Please print the listing that follows word for word, but skip any pictures it holds.

· · · · ·

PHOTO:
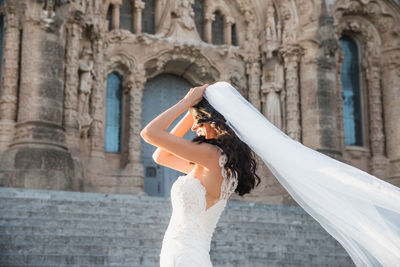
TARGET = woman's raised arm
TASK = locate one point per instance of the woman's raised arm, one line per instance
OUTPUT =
(155, 133)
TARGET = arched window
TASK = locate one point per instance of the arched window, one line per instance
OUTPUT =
(234, 36)
(113, 113)
(126, 15)
(149, 17)
(198, 8)
(218, 29)
(352, 112)
(109, 17)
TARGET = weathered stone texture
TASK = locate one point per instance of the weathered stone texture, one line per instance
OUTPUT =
(57, 55)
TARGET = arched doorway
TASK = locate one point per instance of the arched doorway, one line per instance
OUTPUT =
(159, 94)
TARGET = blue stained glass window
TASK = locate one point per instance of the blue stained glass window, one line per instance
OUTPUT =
(149, 17)
(113, 113)
(126, 15)
(198, 8)
(218, 29)
(109, 17)
(234, 35)
(351, 94)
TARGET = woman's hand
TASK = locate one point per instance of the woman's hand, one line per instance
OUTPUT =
(195, 95)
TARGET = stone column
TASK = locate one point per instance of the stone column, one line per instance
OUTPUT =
(291, 56)
(97, 166)
(139, 6)
(135, 167)
(253, 71)
(97, 103)
(158, 10)
(115, 16)
(228, 30)
(376, 136)
(9, 78)
(209, 18)
(38, 157)
(74, 32)
(390, 62)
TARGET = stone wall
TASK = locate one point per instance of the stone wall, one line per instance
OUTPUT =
(57, 55)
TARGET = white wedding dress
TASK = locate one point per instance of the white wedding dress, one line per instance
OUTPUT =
(187, 240)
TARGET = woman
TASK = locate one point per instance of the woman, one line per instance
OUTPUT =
(217, 164)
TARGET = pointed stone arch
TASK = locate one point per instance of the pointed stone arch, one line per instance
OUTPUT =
(185, 61)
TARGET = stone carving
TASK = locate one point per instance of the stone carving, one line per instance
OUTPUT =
(273, 94)
(306, 12)
(272, 38)
(270, 25)
(71, 124)
(48, 13)
(182, 25)
(289, 24)
(85, 89)
(291, 56)
(253, 71)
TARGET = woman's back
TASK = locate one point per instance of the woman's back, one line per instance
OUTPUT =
(187, 239)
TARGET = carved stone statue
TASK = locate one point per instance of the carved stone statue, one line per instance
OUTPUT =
(273, 94)
(289, 24)
(85, 89)
(182, 24)
(48, 14)
(270, 25)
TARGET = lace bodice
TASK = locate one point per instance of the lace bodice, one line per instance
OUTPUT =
(192, 225)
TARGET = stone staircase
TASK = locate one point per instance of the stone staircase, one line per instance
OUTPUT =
(56, 228)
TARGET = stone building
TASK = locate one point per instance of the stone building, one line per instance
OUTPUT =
(80, 79)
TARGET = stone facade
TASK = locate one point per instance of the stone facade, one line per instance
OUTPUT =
(283, 56)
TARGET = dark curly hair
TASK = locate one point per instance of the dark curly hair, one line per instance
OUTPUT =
(240, 157)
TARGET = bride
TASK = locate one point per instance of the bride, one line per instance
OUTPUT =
(217, 164)
(361, 211)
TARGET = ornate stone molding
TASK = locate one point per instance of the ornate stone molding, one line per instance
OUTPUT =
(200, 65)
(253, 70)
(376, 13)
(376, 138)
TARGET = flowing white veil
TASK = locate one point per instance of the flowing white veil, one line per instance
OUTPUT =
(361, 211)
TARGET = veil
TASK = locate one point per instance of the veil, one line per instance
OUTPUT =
(359, 210)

· · · · ·

## Output below
PHOTO:
TARGET = woman's raised arm
TASK = locate one point per instance of the woman's raised arm, one line per instance
OUTPUT =
(155, 133)
TARGET = arched window
TASK = locate one point per instance of the arched window, one line per instance
OUTPUT =
(234, 36)
(113, 113)
(126, 15)
(149, 17)
(198, 8)
(218, 29)
(352, 112)
(109, 17)
TARGET = weathered stone texture
TASK = locate one point per instance of the weathered stone texture, one line per instance
OUTPUT =
(57, 55)
TARGET = arched doorway
TASK = locate one point per instance of the arched doorway, one line per instance
OUTPUT =
(159, 94)
TARGET = blue stained glass window
TASK = locate one point per instance of the blue stained glass window, one line per instance
OUTPUT =
(149, 17)
(113, 113)
(126, 15)
(198, 8)
(218, 29)
(109, 17)
(234, 35)
(351, 94)
TARGET = woman's hand
TASK = locate one point per instance of the woman's hand, one line per instance
OUTPUT =
(195, 95)
TARGET = stone column
TASK = locate one point per instance of the stone column, one line per instance
OUTPUT =
(291, 56)
(97, 166)
(139, 6)
(135, 167)
(253, 71)
(97, 103)
(158, 10)
(115, 16)
(228, 30)
(376, 136)
(9, 78)
(209, 18)
(38, 157)
(74, 32)
(390, 62)
TARGET = stone wall
TASK = locate one point per instance of the stone wall, one line per instance
OUTPUT =
(57, 55)
TARGET = white wedding dress
TASK = locate one point per instance of the white wedding dress, one line per instance
OUTPUT =
(187, 240)
TARGET = woman
TASK = locate one point per instance of the woman, one line per instance
OUTPUT =
(217, 164)
TARGET = pointed stone arch
TASK = locate one point per instance of the pointed stone arch, one line per instance
OUTPUT =
(185, 61)
TARGET = stone carving
TASK = locate one point per instance of the stone carving, one line per instance
OUTPUT =
(273, 94)
(306, 12)
(272, 38)
(270, 25)
(71, 124)
(48, 13)
(182, 25)
(289, 24)
(85, 89)
(291, 56)
(253, 71)
TARGET = woman's back
TASK = locate one point per instance of the woman's back, one line per instance
OUTPUT =
(187, 239)
TARGET = carved stone statue
TASK = locate one point per instance of the carved stone statue, one line per instance
OUTPUT =
(273, 94)
(289, 24)
(85, 89)
(182, 24)
(48, 14)
(270, 25)
TARGET = lace bodice
TASK = locate one point per instance of the lace bodice, one line per instance
OUTPUT =
(192, 225)
TARGET = stone staircase
TASK = locate one point per instance of the stone staircase, one line per instance
OUTPUT =
(56, 228)
TARGET = stone building
TASK = locate one point per instance of the stone building, one line per instance
OUTPUT =
(80, 79)
TARGET = stone facade
TASK = locate one point per instance of the stone facade, one line per instance
OUTPUT =
(283, 56)
TARGET = dark curly hair
TASK = locate one point per instance of the dark curly hair, one line per instance
OUTPUT =
(240, 157)
TARGET = bride
TASK = locate one point per instance of the bride, one line per instance
OUTPUT =
(217, 164)
(361, 211)
TARGET = ornate stone molding
TASK = locate one point per instance of the ornate stone molding, one line per instance
OUTPUT =
(200, 65)
(253, 70)
(376, 13)
(376, 138)
TARGET = flowing white veil
TASK = locate one point per instance of the flowing white veil, one line per instance
OUTPUT =
(361, 211)
TARGET = veil
TASK = locate one point per instance of the veil, one line per instance
OUTPUT =
(359, 210)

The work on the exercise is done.